---------- Dokumen ----------
PARADASE.id – Dinas Koperasi, Usaha Kecil Menengah dan Perdagangan (Diskop-UKMP) Bontang menjawab keluhan pengrajin batik tulis dengan tidak adanya ketetapan nilai batik lokal.
Kepala Diskop-UKMP Bontang Asdar Ibrahim, mengatakan harga acuan batik lokal memang tak bisa untuk ditetapkan. Lantaran di Bontang tidak hanya satu jenis maupun kesamaan kualitas yang dibuat oleh para pengrajin.
Saat ini Batik lokal Bontang memiliki sembilan jenis yang telah mempunyai hak paten. Diantaranya, Batik Kuntul Perak, Beras Basah, Mutiara Kalimantan, Batik Etam, Batik Cantik, Batik Mangrove dan Batik Enggang.
“Pemerintah tidak bisa intevensi karena memang banyak jenisnya. Kalau soal harga itu murni bisnis antar pengrajin batik,” ujar Asdar Ibrahim, Selasa (05/10/2021) siang.
----------
## Persyaratan 1:
Pilih dan salin setiap baris catatan yang memuat kata "stem".
---------- Catatan yang disediakan ----------
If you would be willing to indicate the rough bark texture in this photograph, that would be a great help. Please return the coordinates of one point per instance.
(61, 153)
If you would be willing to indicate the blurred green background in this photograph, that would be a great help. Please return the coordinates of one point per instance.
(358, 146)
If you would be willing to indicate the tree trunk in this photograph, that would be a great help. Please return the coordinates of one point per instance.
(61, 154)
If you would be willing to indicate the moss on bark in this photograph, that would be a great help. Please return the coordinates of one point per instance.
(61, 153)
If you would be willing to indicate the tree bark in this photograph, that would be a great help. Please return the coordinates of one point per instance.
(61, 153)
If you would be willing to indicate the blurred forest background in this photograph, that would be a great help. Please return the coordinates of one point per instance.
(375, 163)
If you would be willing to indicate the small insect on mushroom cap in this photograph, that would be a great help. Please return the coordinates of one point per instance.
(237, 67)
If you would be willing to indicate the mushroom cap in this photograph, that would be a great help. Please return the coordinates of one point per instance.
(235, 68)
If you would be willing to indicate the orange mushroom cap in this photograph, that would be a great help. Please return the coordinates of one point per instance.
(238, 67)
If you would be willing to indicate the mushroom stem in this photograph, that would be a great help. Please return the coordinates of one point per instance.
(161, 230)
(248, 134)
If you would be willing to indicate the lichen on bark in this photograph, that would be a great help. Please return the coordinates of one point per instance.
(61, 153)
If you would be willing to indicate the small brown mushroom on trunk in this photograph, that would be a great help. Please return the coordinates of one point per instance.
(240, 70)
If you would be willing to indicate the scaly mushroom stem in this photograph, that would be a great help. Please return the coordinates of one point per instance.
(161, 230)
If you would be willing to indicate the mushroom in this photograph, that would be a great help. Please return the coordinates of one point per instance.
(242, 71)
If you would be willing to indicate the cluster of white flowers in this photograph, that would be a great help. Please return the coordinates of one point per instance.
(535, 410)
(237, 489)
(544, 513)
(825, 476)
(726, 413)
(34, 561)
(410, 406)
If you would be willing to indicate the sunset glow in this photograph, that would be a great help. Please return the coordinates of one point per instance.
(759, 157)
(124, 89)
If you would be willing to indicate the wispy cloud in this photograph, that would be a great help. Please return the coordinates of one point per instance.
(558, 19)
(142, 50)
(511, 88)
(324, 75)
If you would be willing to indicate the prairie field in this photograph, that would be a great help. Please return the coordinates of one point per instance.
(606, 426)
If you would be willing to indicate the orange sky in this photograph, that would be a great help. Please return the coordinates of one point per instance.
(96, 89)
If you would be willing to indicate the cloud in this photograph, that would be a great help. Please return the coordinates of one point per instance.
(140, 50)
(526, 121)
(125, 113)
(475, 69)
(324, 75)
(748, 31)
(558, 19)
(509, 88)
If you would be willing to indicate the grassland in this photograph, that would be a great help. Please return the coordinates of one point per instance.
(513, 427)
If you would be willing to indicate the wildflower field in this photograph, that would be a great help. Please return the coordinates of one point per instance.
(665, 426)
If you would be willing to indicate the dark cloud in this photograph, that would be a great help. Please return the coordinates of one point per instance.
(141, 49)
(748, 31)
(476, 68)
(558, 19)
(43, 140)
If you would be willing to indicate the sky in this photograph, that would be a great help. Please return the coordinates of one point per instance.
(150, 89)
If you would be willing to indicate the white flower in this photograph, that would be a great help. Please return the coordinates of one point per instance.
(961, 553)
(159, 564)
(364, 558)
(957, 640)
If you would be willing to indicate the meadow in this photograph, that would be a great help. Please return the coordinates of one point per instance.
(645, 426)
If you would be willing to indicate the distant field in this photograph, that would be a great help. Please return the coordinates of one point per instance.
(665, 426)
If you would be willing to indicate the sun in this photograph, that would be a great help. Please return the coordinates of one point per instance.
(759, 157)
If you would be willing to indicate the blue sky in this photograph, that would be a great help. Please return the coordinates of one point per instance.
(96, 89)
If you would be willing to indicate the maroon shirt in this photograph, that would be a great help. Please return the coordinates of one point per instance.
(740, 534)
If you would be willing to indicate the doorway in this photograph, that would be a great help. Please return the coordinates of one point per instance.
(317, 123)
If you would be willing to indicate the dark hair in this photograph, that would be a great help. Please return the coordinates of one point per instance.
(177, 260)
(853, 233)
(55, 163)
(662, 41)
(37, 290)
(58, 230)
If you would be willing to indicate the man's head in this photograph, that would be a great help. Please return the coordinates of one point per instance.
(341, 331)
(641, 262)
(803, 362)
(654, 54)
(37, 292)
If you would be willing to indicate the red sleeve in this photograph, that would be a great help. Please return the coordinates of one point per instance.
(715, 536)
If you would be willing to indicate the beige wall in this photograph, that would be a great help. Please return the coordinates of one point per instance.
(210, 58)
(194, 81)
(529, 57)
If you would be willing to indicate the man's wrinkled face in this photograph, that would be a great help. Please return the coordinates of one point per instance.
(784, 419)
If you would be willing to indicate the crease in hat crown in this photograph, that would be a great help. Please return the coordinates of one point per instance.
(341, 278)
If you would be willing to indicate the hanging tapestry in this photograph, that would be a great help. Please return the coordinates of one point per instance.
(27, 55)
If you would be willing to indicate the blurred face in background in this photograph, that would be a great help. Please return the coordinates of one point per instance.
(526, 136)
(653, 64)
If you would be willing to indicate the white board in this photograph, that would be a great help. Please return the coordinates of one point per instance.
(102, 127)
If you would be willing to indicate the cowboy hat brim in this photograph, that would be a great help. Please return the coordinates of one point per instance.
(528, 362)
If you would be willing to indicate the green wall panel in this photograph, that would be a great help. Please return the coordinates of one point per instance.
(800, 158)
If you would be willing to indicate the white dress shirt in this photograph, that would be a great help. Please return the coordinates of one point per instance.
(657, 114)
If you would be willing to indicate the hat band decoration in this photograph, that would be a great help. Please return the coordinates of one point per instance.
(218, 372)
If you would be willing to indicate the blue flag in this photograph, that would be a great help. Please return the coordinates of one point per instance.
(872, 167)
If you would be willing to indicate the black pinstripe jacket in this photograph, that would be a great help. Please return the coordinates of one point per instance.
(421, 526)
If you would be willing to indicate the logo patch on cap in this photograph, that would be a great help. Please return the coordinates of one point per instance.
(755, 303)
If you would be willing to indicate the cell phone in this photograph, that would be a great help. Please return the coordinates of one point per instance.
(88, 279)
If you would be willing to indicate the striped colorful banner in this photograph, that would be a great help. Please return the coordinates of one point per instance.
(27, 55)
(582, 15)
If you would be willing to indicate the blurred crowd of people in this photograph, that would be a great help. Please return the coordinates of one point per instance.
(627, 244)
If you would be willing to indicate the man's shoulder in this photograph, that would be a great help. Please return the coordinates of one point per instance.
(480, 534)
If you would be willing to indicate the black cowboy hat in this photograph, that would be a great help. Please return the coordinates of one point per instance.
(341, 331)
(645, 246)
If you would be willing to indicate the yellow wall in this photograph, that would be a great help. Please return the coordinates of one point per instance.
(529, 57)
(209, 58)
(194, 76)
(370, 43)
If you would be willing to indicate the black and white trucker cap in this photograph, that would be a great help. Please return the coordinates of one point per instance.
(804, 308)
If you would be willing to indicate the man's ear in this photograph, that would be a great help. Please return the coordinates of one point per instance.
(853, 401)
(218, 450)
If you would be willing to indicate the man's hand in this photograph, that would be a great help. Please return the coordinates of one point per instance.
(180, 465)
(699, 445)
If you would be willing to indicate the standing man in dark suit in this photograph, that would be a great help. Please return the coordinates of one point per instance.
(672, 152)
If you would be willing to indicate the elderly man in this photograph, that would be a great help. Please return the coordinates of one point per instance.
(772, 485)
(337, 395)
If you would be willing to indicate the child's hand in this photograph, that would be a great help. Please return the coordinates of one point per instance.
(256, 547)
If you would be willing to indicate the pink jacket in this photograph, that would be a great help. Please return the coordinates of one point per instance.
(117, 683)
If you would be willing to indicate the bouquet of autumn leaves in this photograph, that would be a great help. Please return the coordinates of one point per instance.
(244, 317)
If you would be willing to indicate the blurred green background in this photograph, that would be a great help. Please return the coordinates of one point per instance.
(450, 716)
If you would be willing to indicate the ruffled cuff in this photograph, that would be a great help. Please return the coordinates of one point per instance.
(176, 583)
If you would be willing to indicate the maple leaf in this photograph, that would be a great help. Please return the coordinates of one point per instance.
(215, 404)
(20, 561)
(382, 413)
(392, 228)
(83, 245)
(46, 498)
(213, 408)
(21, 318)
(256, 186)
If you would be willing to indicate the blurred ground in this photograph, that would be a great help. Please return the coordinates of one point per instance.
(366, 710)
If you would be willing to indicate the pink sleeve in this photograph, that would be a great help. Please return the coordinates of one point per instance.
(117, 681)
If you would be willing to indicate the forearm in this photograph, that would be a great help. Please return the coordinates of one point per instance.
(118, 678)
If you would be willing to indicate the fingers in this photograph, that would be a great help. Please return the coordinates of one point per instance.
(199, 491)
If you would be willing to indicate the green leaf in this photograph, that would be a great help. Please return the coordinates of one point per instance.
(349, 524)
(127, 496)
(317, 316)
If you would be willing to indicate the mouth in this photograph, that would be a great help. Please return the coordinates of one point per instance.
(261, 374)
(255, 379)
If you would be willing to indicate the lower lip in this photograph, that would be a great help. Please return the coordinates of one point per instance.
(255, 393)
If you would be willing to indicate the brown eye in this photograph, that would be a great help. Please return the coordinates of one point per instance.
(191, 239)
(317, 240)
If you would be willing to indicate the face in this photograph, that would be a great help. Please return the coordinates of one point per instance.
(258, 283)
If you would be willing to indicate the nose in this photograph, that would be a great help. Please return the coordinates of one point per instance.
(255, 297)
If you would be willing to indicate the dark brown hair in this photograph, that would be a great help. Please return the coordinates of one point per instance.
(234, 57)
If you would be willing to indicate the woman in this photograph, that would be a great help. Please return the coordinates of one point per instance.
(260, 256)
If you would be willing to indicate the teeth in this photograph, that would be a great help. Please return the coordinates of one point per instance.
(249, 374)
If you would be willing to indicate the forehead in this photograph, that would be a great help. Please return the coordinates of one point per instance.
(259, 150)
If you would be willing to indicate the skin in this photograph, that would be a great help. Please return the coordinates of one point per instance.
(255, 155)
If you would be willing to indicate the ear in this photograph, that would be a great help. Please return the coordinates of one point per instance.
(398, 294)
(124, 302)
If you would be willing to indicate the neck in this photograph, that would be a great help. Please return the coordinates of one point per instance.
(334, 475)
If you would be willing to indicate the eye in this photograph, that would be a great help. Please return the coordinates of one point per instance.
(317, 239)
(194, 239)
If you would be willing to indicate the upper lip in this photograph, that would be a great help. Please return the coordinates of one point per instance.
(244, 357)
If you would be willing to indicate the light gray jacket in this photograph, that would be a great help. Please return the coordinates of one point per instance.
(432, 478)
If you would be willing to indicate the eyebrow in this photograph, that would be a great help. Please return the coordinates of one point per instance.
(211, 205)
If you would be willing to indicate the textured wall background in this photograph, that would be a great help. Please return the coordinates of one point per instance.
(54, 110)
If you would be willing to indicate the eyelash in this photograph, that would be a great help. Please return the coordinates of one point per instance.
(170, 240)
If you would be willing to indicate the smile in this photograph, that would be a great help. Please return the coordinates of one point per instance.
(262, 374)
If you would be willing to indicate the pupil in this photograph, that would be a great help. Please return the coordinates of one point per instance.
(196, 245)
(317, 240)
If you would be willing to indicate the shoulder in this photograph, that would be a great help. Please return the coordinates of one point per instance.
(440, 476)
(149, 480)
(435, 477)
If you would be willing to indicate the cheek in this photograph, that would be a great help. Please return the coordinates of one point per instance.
----------
## Persyaratan 2:
Jawablah pertanyaan berikut berdasarkan artikel tentang batik lokal Bontang.
(a) Siapa Kepala Diskop-UKMP Bontang?
(b) Berapa jenis batik lokal Bontang yang telah mempunyai hak paten?
(c) Menurut Asdar Ibrahim, urusan harga batik itu murni urusan apa?

## Jawaban akhir 1:
If you would be willing to indicate the mushroom stem in this photograph, that would be a great help. Please return the coordinates of one point per instance.
If you would be willing to indicate the scaly mushroom stem in this photograph, that would be a great help. Please return the coordinates of one point per instance.

## Jawaban akhir 2:
(a) Asdar Ibrahim
(b) Sembilan jenis
(c) Murni bisnis antar pengrajin batik